Data to process
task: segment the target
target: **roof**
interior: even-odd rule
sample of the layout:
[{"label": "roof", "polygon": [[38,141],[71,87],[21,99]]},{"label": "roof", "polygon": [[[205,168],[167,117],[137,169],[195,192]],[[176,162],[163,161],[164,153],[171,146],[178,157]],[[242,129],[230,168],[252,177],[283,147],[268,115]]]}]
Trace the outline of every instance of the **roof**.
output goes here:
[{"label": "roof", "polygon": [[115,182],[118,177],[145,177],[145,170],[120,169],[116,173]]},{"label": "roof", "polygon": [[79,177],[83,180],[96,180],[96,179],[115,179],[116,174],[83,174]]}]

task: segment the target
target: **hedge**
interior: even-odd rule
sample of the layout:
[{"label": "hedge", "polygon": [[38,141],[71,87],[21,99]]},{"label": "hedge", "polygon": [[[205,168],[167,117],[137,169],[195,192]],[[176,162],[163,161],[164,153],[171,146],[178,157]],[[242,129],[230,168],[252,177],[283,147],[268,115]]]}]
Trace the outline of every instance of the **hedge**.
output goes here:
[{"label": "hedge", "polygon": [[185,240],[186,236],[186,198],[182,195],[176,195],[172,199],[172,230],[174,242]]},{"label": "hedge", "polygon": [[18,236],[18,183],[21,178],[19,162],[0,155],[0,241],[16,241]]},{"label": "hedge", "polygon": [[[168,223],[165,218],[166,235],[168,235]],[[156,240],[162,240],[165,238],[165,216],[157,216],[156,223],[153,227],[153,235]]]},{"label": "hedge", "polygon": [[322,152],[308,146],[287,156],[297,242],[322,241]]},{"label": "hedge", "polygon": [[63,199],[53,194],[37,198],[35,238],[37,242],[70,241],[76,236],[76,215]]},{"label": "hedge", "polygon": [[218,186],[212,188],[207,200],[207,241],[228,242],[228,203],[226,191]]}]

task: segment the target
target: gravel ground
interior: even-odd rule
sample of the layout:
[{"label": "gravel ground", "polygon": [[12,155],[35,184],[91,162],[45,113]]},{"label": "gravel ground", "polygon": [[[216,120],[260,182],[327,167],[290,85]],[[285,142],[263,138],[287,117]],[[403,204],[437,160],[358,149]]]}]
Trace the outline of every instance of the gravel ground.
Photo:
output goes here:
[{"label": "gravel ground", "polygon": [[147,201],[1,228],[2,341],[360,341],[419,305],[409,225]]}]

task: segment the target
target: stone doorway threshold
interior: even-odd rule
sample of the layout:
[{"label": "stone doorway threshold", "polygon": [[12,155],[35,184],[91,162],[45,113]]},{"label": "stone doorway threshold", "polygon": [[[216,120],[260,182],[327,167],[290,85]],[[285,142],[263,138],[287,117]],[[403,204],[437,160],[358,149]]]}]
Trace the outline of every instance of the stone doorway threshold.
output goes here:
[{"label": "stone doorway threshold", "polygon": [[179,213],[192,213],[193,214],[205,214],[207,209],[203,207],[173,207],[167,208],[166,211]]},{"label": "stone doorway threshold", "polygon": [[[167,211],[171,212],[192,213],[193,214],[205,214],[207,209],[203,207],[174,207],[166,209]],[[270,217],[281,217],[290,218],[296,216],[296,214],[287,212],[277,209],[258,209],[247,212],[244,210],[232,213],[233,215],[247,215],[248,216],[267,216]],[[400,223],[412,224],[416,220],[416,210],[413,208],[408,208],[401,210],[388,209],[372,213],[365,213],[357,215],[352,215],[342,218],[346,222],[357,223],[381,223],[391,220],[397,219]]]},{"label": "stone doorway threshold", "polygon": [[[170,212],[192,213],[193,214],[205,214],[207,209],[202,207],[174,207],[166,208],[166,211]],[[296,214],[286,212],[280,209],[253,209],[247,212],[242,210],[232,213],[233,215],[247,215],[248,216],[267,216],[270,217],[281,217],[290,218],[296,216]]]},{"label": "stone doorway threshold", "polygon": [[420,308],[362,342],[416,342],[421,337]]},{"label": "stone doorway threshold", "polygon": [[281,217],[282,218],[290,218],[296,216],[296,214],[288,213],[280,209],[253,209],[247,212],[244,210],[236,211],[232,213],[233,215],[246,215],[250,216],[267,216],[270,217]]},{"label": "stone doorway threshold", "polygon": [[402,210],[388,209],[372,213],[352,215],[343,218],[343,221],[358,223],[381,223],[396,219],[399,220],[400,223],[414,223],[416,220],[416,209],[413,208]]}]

Task statement
Repeat all entries. Match them exactly.

Correct result
task: segment the target
target: **roof**
interior: even-odd rule
sample of the layout:
[{"label": "roof", "polygon": [[38,141],[71,87],[21,99]]},{"label": "roof", "polygon": [[[205,168],[167,117],[137,169],[195,192]],[[176,162],[163,161],[164,153],[171,146],[178,157]],[[242,129],[230,168],[252,177],[283,147],[268,115]]]}]
Trace the outline of every instance of the **roof**.
output goes here:
[{"label": "roof", "polygon": [[115,182],[118,177],[145,177],[145,170],[120,169],[116,173]]},{"label": "roof", "polygon": [[79,177],[83,180],[96,180],[96,179],[115,179],[116,174],[83,174]]}]

task: segment the target
target: **hedge**
interior: even-odd rule
sample of the layout:
[{"label": "hedge", "polygon": [[38,141],[71,87],[21,99]]},{"label": "hedge", "polygon": [[[205,168],[167,117],[137,169],[195,192]],[[176,162],[163,161],[164,153],[171,146],[178,157]],[[242,129],[230,168],[252,177],[283,147],[268,115]]]}]
Trace the outline of every instance of the **hedge**.
output goes here:
[{"label": "hedge", "polygon": [[185,240],[186,236],[186,198],[182,195],[176,195],[172,199],[172,230],[174,242]]},{"label": "hedge", "polygon": [[18,236],[18,183],[21,178],[19,162],[0,155],[0,241],[16,241]]},{"label": "hedge", "polygon": [[[168,223],[165,218],[166,235],[168,235]],[[156,240],[162,240],[165,238],[165,216],[157,216],[156,223],[153,227],[153,235]]]},{"label": "hedge", "polygon": [[322,152],[308,146],[287,156],[297,242],[322,241]]},{"label": "hedge", "polygon": [[63,199],[53,194],[37,198],[35,238],[37,242],[70,241],[76,236],[76,215]]},{"label": "hedge", "polygon": [[218,186],[212,188],[207,200],[207,241],[228,242],[228,203],[226,191]]}]

task: segment the target
target: gravel ground
interior: even-odd rule
sample of the layout:
[{"label": "gravel ground", "polygon": [[12,155],[35,184],[91,162],[45,113]]},{"label": "gravel ground", "polygon": [[[216,120],[260,182],[327,167],[290,85]],[[285,142],[263,138],[287,117]],[[403,204],[437,160],[358,149]]]}]
Trace the outline of every instance of the gravel ground.
Photo:
output goes here:
[{"label": "gravel ground", "polygon": [[147,201],[1,228],[2,341],[360,341],[419,305],[409,225]]}]

task: segment the target
target: stone doorway threshold
interior: even-odd rule
sample of the layout:
[{"label": "stone doorway threshold", "polygon": [[12,155],[35,184],[91,162],[45,113]]},{"label": "stone doorway threshold", "polygon": [[[216,120],[260,182],[327,167],[290,85]],[[285,142],[263,138],[287,117]],[[403,204],[437,160],[358,149]]]}]
Trace the outline of every instance of the stone doorway threshold.
output goes here:
[{"label": "stone doorway threshold", "polygon": [[179,213],[192,213],[193,214],[205,214],[207,209],[203,207],[173,207],[167,208],[166,211]]},{"label": "stone doorway threshold", "polygon": [[[167,211],[171,212],[192,213],[193,214],[205,214],[207,209],[203,207],[174,207],[166,209]],[[270,217],[281,217],[290,218],[296,216],[296,214],[287,212],[277,209],[258,209],[247,212],[244,210],[232,213],[233,215],[247,215],[248,216],[267,216]],[[400,223],[412,224],[416,220],[416,210],[413,208],[408,208],[401,210],[388,209],[372,213],[365,213],[357,215],[352,215],[342,218],[346,222],[357,223],[381,223],[391,220],[397,219]]]},{"label": "stone doorway threshold", "polygon": [[[170,212],[192,213],[193,214],[205,214],[207,209],[202,207],[174,207],[166,208],[166,211]],[[296,214],[286,212],[280,209],[253,209],[247,212],[242,210],[232,213],[233,215],[247,215],[248,216],[267,216],[270,217],[281,217],[290,218],[296,216]]]},{"label": "stone doorway threshold", "polygon": [[420,308],[362,342],[416,342],[421,337]]},{"label": "stone doorway threshold", "polygon": [[281,217],[282,218],[290,218],[296,216],[296,214],[288,213],[280,209],[253,209],[247,212],[244,210],[236,211],[232,213],[233,215],[246,215],[250,216],[267,216],[270,217]]},{"label": "stone doorway threshold", "polygon": [[402,210],[388,209],[372,213],[352,215],[343,218],[343,221],[358,223],[381,223],[396,219],[399,220],[400,223],[414,223],[416,220],[416,209],[413,208]]}]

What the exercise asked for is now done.